◆ **DIRECTIVE**: Rewrite the items from the line with "Target: beige wall" through the end of the items, both ends included, keeping the requests, and shift each point's coordinates by adding 33 to every number.

◆ **SUPPLIED MATERIAL**:

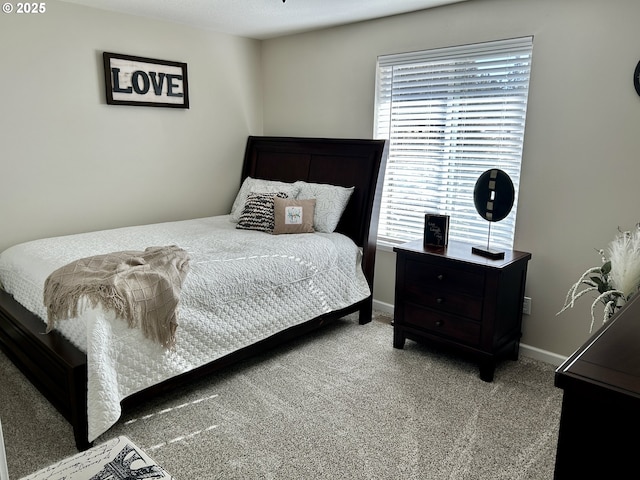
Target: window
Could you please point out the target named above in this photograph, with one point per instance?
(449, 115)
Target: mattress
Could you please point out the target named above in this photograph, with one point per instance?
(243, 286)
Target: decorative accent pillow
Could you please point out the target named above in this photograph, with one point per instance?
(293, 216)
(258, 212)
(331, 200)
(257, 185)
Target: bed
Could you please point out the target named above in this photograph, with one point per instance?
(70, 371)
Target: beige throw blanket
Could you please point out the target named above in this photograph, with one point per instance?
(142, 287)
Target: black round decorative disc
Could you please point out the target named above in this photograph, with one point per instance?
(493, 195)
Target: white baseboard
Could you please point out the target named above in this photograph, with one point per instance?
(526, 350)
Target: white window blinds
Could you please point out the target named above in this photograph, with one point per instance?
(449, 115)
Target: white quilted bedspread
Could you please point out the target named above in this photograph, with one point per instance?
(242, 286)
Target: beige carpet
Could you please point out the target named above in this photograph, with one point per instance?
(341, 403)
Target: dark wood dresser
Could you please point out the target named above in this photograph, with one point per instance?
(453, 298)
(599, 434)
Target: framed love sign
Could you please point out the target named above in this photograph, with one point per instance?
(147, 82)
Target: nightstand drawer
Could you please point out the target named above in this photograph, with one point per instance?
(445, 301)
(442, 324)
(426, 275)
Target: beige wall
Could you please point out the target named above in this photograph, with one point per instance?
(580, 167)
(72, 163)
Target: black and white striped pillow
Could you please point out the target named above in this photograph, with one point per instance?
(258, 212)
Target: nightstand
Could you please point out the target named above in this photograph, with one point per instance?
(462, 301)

◆ **THE OUTPUT**:
Target: beige wall
Could you please point out the target named above in this photograph, with one point per instance?
(613, 200)
(105, 196)
Target: black and white striped pillow
Could you please point out the target named above in this photograph, with one point per instance?
(291, 245)
Target: nightstand
Could you please point out the target named above in this photograph, with one point per instance?
(495, 334)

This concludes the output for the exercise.